- [WHAT THE EXERCISE ASKS] Rewrite the records below with every "target class" swapped for "object category", leaving everything else unchanged.

- [DATA FOR THIS EXERCISE]

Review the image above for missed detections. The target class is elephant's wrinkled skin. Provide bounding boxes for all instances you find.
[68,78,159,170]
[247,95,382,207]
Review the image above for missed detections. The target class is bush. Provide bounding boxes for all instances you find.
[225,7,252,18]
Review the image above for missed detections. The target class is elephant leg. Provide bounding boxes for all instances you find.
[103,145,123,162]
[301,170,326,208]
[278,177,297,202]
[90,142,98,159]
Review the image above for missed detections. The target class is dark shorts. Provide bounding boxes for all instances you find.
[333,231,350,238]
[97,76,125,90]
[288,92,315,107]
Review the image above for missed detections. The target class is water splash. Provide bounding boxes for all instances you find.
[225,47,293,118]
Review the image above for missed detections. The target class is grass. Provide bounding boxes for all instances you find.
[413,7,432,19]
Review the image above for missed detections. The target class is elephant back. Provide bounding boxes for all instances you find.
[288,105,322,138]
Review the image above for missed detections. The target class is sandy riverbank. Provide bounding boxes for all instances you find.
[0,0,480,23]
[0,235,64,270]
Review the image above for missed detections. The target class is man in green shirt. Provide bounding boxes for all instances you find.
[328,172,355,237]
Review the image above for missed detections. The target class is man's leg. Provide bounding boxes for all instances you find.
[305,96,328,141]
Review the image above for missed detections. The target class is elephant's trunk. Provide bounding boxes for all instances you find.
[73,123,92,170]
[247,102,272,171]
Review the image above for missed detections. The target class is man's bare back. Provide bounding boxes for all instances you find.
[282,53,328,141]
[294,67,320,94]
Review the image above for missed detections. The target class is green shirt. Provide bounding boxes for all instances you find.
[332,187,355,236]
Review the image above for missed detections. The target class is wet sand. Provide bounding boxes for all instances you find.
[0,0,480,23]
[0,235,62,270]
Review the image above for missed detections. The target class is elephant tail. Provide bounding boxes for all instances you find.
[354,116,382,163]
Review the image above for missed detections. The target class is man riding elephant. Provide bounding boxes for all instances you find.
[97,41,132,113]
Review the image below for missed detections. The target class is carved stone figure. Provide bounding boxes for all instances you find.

- [ANSWER IN FULL]
Review the image above for missed detections. The object category is elephant's wrinkled skin. Provide bounding boxes for all instances you find.
[68,78,159,170]
[247,95,382,207]
Review the image above for missed detections. The object category is bush. Provide bounding boxes for all instances you find.
[225,7,252,18]
Review the image above for missed detections. The object category is elephant leg. Provide bounding boxes for all instances you find.
[103,145,123,162]
[301,170,326,208]
[278,177,297,202]
[90,142,98,159]
Review the image above for missed detections. The object category is dark shorts. Provide bounding boxes for all instances you find.
[333,231,350,238]
[97,76,125,90]
[288,92,315,107]
Review the image above for missed detections. The object category is water splash. Provide bounding boxes for all instances you find.
[225,47,293,118]
Review the image above for missed detections. The object category is grass. Provide bounding boxes for all instances you find.
[413,7,432,19]
Review the image above for missed detections. The object category is elephant back. Provide bounding boxes for all instances you find.
[288,105,322,138]
Review the image above for missed detections. The object category is sandy riverbank. Provide bounding boxes for all instances you find.
[0,0,480,23]
[0,235,64,270]
Review the image above for missed detections. The object category is man in green shirt. Provide bounding boxes for all instances you find.
[328,172,355,237]
Review the image above for missed detections. The object category is man's leg. Provide bounding boxes for all instances you find.
[305,96,328,141]
Review the image above for missed detections. The object category is elephant's trunk. Provide bounding boxes for all instances you find.
[73,123,92,170]
[247,102,272,171]
Review the image above for missed detections. The object category is man's bare back. Provide bounding boxes for all instances you find.
[282,53,328,141]
[294,67,320,94]
Review the image above for missed detections. The object category is green shirt. Provide bounding boxes for all instances you find.
[332,187,355,236]
Review the image above for missed detections. The object category is wet sand. Provide bounding boxes for all instances you find.
[0,0,480,23]
[0,235,62,270]
Review the image above for missed detections. The object category is elephant tail. Provide bounding boxes for all instances you find.
[354,116,382,163]
Review the image above for missed detections. The object category is man riding elephant. Provide bounding boxes for all instances you find.
[97,41,132,113]
Review the image below for missed detections. The object category is carved stone figure. Provide bounding boxes for all instances you find.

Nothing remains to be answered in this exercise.